What’s next for the Dakota Access pipeline
The U.S. Army Corps of Engineers denied a permit for the Dakota Access pipeline to cross under the Missouri River.
The controversial Dakota Access pipeline is in limbo after the U.S. Army Corps of Engineers on Sunday declined to approve a permit that the pipeline company, Energy Transfer Partners, needs in order to finish construction along the planned route.
Here’s a look at what might be next for the pipeline:
For the record:
7:30 p.m. Aug. 22, 2019In an earlier version of this story, the last name of attorney Chris Reagen was misspelled as Reagan.
Will the pipeline still be completed, but along a different route?
It’s hard to say. The pipeline has already largely been built save for a final section that was supposed to run underneath the Missouri River near the Standing Rock Sioux Reservation. Construction of that section is now stalled while the Army Corps of Engineers conducts a formal review of the environmental impact the pipeline would have. Once that’s finished, the Army Corps of Engineers would come to a final decision about the pipeline, in light of its findings and public input.
In a statement Sunday, Energy Transfer Partners repeated its assertion that it was not open to alternative routes. The company is “fully committed to ensuring that this vital project is brought to completion and fully expect[s] to complete construction of the pipeline without any additional rerouting.… Nothing this administration has done today changes that in any way.”

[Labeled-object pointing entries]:
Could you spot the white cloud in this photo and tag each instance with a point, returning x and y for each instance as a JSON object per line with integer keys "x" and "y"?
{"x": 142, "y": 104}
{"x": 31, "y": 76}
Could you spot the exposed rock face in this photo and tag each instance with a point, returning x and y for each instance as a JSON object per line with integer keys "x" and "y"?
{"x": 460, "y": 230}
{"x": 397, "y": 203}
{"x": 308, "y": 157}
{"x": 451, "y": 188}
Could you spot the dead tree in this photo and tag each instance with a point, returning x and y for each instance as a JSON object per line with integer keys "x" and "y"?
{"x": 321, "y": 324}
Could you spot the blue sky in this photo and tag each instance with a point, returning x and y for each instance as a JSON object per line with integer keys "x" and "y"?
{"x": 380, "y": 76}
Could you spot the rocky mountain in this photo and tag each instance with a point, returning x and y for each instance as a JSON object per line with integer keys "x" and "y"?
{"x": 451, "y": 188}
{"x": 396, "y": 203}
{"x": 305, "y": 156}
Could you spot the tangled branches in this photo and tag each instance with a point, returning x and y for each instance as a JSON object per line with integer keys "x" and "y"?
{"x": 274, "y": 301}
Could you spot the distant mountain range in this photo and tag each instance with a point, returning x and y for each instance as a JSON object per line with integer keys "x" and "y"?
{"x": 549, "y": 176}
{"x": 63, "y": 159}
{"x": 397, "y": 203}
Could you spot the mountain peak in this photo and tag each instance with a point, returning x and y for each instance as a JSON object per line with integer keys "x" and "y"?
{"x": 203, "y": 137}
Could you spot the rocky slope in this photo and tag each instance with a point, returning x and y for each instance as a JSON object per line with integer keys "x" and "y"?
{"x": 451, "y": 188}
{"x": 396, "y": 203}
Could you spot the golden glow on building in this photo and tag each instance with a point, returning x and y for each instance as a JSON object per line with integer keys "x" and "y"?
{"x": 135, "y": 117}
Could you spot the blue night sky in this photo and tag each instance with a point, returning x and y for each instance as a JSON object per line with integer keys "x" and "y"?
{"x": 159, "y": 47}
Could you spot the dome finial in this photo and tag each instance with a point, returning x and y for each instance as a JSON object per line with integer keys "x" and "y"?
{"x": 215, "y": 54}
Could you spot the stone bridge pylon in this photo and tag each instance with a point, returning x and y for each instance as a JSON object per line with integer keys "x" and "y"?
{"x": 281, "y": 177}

[Stated goal A]:
Update the Dakota Access article from "Here’s a look" up to and including "a different route?", replacing "attorney" with "lawyer".
[Stated goal B]:
According to the Dakota Access article, why is the pipeline in limbo?

[Task answer A]:
Here’s a look at what might be next for the pipeline:
For the record:
7:30 p.m. Aug. 22, 2019In an earlier version of this story, the last name of lawyer Chris Reagen was misspelled as Reagan.
Will the pipeline still be completed, but along a different route?

[Task answer B]:
The U.S. Army Corps of Engineers declined to approve a permit that Energy Transfer Partners needs to finish construction along the planned route. The unbuilt final section was supposed to run underneath the Missouri River near the Standing Rock Sioux Reservation. Work on that section is stalled while the Corps conducts a formal review of the pipeline's environmental impact.